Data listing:
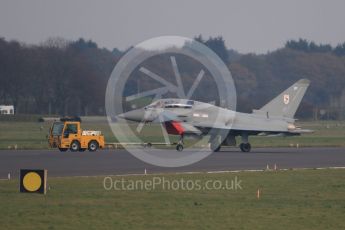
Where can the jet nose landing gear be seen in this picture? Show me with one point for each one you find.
(245, 147)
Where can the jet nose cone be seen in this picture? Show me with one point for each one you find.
(134, 115)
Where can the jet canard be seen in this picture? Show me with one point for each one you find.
(188, 117)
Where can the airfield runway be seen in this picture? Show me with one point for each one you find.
(115, 162)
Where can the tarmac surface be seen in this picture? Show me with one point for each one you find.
(119, 161)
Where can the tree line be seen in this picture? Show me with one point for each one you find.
(69, 77)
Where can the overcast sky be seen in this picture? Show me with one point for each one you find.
(247, 26)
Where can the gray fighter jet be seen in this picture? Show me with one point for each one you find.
(188, 117)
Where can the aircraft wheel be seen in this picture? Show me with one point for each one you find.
(179, 147)
(245, 147)
(93, 146)
(75, 146)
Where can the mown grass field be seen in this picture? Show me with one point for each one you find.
(32, 135)
(303, 199)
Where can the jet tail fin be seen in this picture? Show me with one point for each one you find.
(286, 104)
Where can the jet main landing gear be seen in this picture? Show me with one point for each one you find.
(245, 146)
(179, 146)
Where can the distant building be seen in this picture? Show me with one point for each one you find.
(7, 109)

Problem description
Transcribe every line of the material above word for word, leaving out the pictures.

Full solution
Where can the jet nose landing gear be seen in this picture? Show me with one point for each one you find.
(245, 147)
Where can the jet nose cone be seen in this picture? Show me with one point for each one you find.
(134, 115)
Where can the jet canard be seen in this picture? Show me with one point for each one you find.
(188, 117)
Where can the airfield runway be seen in this picture? Show me with one point for each one you find.
(115, 162)
Where can the tarmac surface be seen in this picture? Show me with one point for each one you find.
(119, 161)
Where can the tree line be seen in this picture? Show me with one point for each one you find.
(69, 77)
Where can the overcast sky be seen in this picture? Show me with one point for each one you find.
(247, 26)
Where can the gray fighter jet be seen in this picture? Show me with one point for each one you find.
(188, 117)
Where can the aircraft wheel be seen in this picture? Show me with one point for each one you find.
(179, 147)
(245, 147)
(93, 146)
(75, 146)
Where can the mown grass field be seen in this picture? Show me with one point for each one you find.
(32, 135)
(303, 199)
Where can the jet tail fin be seen in this picture? Show me with one point for each one you find.
(286, 104)
Where can the jet main landing gear be seen in this picture? Show me with one point for each one you find.
(245, 146)
(179, 146)
Where can the distant building be seen in this picture? Show me with one point for each one you find.
(7, 109)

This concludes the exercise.